----- Data under study -----

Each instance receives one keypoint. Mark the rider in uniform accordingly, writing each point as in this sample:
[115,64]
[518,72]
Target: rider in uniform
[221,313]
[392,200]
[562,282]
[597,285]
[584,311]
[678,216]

-----

| Task objective |
Reproduce, word for word, all of the entries above.

| The completed task |
Each instance receives one keypoint. Mark the rider in uniform accordingly, writing each point as in this sample:
[115,64]
[518,72]
Target: rider in uniform
[221,313]
[392,200]
[562,282]
[597,285]
[584,311]
[678,216]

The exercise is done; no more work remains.